------ Task input ------

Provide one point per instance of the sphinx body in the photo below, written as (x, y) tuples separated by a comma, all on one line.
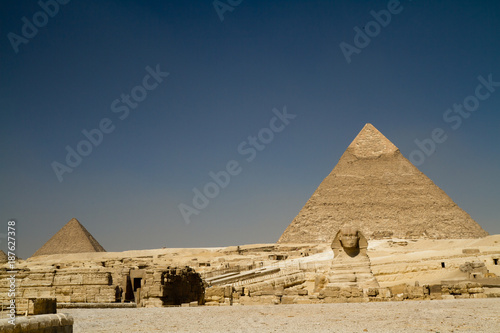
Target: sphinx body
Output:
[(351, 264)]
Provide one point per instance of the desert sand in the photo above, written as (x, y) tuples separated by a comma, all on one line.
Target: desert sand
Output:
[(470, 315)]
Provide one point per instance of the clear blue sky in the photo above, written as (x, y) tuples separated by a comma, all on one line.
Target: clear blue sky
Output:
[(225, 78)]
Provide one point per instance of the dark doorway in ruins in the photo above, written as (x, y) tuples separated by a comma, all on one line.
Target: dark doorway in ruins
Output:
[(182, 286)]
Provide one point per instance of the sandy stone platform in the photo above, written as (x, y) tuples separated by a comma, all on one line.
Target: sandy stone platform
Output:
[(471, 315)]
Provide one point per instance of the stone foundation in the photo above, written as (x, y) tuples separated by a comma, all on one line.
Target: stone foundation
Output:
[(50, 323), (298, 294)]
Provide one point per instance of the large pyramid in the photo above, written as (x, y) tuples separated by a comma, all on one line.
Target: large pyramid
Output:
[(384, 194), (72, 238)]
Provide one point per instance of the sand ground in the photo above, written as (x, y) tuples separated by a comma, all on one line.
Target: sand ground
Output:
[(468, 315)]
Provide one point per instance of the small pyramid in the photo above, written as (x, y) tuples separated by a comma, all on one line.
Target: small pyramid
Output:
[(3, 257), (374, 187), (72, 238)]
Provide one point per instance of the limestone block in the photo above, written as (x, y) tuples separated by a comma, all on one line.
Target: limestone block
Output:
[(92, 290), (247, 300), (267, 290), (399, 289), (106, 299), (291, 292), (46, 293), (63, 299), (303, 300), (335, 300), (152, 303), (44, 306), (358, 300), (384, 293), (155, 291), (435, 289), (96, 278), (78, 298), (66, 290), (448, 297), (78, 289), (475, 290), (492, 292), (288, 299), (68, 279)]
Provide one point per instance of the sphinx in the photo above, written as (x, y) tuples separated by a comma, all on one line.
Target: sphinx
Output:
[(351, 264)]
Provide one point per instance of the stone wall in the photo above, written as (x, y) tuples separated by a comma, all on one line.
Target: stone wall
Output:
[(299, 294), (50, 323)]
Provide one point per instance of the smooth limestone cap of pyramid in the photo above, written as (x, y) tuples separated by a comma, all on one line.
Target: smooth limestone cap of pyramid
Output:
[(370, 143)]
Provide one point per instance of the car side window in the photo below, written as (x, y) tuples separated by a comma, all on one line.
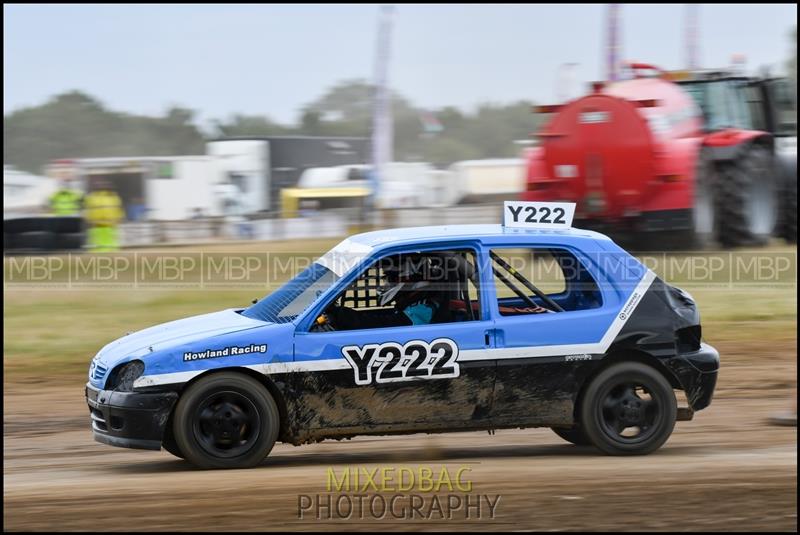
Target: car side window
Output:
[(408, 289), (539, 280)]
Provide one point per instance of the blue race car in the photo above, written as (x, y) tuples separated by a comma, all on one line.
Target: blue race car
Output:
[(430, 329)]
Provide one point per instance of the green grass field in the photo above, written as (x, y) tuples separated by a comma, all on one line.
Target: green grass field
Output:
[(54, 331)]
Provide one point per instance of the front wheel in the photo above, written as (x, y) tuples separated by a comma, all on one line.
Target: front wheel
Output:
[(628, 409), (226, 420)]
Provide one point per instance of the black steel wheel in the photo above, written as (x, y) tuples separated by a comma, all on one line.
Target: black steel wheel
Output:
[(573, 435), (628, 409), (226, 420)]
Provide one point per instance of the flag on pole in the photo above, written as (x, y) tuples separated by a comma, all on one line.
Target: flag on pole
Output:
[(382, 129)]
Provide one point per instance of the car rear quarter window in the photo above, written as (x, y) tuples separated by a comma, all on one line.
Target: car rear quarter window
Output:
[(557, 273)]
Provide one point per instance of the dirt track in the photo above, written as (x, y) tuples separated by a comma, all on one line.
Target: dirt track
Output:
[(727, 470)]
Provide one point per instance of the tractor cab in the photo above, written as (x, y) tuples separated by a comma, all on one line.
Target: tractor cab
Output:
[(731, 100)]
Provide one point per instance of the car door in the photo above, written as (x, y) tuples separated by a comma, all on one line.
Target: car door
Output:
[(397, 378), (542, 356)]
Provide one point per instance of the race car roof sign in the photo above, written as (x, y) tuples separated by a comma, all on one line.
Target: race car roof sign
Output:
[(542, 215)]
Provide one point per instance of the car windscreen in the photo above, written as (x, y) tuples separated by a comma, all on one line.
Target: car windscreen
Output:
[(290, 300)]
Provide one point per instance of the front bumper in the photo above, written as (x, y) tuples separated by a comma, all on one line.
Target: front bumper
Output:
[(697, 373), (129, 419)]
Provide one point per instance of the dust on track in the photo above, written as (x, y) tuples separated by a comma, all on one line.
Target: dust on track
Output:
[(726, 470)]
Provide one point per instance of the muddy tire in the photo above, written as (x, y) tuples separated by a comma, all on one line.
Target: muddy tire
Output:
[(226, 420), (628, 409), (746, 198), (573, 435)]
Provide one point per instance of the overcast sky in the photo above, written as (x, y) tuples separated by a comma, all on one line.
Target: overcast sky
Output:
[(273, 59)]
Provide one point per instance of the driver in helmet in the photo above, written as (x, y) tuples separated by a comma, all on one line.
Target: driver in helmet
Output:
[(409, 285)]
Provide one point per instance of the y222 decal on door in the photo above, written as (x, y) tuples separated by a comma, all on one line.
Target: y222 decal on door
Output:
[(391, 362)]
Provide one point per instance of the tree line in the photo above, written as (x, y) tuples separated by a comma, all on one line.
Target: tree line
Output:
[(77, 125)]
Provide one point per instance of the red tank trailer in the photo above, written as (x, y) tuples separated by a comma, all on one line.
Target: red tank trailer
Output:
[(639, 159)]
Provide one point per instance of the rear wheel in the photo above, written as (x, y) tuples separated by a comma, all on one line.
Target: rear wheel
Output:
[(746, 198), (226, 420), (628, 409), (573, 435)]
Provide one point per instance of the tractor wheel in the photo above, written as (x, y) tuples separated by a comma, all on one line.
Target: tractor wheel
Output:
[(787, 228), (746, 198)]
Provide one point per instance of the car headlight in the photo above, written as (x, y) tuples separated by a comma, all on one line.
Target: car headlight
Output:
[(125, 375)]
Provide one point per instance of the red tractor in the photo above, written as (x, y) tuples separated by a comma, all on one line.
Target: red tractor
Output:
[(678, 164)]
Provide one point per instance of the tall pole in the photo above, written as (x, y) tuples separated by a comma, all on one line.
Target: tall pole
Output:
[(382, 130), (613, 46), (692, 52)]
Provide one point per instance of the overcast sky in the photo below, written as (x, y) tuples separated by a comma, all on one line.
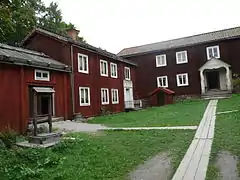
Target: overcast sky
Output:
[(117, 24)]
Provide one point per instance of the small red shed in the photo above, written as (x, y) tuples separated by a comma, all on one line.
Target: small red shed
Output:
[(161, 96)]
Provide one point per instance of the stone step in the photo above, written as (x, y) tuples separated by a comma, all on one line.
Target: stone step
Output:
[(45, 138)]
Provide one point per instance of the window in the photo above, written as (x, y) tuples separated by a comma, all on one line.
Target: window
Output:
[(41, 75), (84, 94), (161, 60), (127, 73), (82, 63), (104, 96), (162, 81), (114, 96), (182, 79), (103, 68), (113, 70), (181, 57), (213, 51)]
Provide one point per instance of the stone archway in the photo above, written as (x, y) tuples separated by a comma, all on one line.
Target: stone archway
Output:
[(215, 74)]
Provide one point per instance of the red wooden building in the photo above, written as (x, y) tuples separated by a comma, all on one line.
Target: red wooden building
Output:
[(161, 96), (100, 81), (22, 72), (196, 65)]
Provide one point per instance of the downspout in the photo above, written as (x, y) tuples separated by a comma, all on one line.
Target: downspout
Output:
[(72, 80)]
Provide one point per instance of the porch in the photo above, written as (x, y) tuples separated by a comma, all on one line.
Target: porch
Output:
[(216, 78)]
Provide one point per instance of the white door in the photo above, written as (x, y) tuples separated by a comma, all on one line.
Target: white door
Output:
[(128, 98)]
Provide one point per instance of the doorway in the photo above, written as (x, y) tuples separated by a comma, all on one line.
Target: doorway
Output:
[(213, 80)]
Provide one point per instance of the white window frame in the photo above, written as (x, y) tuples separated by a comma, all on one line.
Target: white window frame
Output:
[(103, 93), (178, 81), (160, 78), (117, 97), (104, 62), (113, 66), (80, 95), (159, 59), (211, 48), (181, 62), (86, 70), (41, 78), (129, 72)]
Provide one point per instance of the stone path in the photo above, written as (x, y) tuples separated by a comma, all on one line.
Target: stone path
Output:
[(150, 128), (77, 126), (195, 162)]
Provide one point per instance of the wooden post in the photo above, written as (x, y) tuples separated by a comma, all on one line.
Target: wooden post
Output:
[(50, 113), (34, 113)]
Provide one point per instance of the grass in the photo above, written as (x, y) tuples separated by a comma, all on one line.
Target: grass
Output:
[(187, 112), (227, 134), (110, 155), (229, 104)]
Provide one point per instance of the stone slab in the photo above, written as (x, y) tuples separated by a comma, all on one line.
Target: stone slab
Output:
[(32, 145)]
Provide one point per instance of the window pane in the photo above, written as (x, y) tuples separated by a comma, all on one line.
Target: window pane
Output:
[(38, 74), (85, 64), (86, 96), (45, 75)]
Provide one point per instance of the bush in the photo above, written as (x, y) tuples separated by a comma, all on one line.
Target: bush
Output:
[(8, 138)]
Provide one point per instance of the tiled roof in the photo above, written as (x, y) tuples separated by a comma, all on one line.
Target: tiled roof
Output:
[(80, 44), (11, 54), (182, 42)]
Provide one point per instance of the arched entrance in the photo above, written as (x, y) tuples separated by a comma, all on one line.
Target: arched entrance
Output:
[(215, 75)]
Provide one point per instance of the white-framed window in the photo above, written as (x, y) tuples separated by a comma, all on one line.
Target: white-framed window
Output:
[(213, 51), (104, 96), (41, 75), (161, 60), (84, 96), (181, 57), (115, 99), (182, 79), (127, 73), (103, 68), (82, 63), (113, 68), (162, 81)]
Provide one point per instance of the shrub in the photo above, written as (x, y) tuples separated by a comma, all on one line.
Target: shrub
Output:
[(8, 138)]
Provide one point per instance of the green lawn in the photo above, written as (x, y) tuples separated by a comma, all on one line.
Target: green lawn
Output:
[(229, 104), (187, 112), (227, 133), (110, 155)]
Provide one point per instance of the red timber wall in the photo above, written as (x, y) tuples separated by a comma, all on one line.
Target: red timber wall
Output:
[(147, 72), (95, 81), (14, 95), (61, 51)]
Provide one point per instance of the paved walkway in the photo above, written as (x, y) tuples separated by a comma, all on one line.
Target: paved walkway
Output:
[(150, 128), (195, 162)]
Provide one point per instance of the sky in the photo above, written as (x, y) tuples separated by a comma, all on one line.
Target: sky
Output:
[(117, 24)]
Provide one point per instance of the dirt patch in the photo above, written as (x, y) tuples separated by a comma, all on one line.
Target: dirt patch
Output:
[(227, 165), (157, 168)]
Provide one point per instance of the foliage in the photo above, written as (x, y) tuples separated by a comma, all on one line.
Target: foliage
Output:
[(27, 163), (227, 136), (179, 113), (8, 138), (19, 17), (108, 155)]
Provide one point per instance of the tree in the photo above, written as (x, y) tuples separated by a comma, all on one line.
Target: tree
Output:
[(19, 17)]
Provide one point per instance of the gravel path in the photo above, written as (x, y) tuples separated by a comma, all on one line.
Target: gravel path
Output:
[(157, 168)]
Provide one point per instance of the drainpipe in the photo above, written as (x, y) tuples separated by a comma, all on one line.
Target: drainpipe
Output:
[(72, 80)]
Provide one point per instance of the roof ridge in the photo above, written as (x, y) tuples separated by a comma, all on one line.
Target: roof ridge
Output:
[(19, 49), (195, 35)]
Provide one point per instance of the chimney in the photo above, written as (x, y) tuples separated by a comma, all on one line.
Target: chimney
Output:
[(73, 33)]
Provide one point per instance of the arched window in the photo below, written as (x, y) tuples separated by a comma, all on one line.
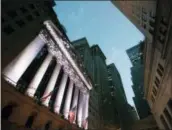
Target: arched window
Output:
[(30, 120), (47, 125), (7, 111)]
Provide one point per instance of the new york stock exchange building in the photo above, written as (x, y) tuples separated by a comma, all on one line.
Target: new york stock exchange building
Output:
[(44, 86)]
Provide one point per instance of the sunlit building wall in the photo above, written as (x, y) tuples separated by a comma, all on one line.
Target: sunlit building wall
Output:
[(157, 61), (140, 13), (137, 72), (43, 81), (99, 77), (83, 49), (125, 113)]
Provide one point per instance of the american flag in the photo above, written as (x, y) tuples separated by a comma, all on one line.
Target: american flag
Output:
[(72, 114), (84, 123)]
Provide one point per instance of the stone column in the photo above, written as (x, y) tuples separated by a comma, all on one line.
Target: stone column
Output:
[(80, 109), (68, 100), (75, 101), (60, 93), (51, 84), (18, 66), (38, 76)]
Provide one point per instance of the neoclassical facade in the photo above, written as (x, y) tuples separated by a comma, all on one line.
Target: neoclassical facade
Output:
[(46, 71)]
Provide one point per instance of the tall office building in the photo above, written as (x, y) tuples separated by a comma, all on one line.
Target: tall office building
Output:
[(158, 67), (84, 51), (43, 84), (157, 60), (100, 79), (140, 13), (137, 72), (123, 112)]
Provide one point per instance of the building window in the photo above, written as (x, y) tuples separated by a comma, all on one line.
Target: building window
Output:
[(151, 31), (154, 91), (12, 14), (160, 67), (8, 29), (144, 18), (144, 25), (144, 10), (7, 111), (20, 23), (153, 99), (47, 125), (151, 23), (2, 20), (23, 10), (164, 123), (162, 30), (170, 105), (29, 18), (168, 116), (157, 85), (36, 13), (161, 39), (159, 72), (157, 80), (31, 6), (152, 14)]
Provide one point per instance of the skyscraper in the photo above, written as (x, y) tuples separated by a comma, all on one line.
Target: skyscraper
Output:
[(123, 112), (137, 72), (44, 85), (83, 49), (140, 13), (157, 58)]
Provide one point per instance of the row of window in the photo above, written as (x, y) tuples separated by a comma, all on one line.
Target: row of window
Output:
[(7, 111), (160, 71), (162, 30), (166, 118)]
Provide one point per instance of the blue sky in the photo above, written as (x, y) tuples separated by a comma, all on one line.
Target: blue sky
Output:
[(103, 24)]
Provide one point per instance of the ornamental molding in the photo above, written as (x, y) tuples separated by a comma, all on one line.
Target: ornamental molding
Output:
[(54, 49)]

------

All lines with the word "american" must be located in the data and copied.

Provide one point per instance of the american flag in the photo above, written as (x, y) tuples separated by a comma, all on one line.
Target: american flag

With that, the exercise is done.